__TEXT PASSAGE__:
The Conseil also assessed the compatibility of Article 3 of the French Data protection Act with the ePrivacy Directive. The Conseil determined that Directive 2002/58/EC did not prevent the French DPA to apply the French data protection Act (including Article 82). The Directive would therefore also not prevent the French DPA from penalising the controller for supposed violations of Article 82 of the French data protection Act. Therefore, the Conseil established that the French DPA could enforce the French data protection act against any person or legal entity responsible for the processing of data who had an establishment in France, irrespective of the location of the principal establishment of the responsible entity. This enforcement by the DPA would also not constitute violations of articles 49 (Freedom of establishment) or 56 (Freedom to provide services) of the TFEU.

With regard to the sanction imposed by the CNIL:

The Conseil deemed that the applicant was sufficiently informed regarding the scope of the DPA's investigations, the facts and the legal grounds on which the sanction was based. Moreover, the Conseil considered that the applicant was given sufficient time to present its defence. The Conseil also ruled that the involvement of the French DPA, while the Luxembourg DPA was the lead supervisory authority, was not enough to constitute a breach of the equality of arms principle. Amazon had argued that the involvement of the French DPA in the procedure had enabled the French DPA to gain access to privileged and confidential information and had used this information as a basis for its own decision. The Conseil determined that Amazon did not provide enough proof for this argument and stated that Amazon was not able to prove that was the procedure contrary to Article 15a(4) of Directive 2002/58/EC.

__DATASET ENTRIES__:

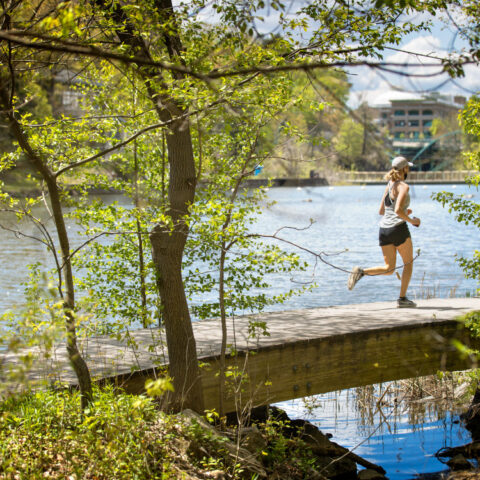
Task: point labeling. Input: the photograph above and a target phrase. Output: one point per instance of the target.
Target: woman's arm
(402, 190)
(381, 210)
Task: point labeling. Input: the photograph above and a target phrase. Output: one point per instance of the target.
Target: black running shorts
(394, 235)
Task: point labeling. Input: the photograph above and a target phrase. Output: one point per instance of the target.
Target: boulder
(459, 462)
(241, 455)
(369, 474)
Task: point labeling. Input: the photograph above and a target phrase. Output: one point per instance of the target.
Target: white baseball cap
(400, 162)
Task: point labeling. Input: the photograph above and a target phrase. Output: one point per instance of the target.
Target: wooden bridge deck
(305, 352)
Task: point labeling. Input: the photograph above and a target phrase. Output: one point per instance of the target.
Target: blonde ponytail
(394, 175)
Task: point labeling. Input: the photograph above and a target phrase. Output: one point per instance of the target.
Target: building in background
(408, 117)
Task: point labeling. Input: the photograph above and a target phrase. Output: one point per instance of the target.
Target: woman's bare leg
(406, 252)
(390, 258)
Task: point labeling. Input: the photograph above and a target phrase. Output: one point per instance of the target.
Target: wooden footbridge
(306, 352)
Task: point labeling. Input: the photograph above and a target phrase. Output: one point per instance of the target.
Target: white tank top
(390, 218)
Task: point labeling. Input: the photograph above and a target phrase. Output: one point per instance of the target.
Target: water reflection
(398, 425)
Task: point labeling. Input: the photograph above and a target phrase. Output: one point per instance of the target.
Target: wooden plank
(306, 351)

__WHAT THE TASK REQUIRES__:
In the passage on the Conseil's ruling, which data protection authority was the lead supervisory authority? The entries are separate material with no connection to the passage on the Conseil's ruling.

__WORKED SOLUTION__:
The Luxembourg DPA.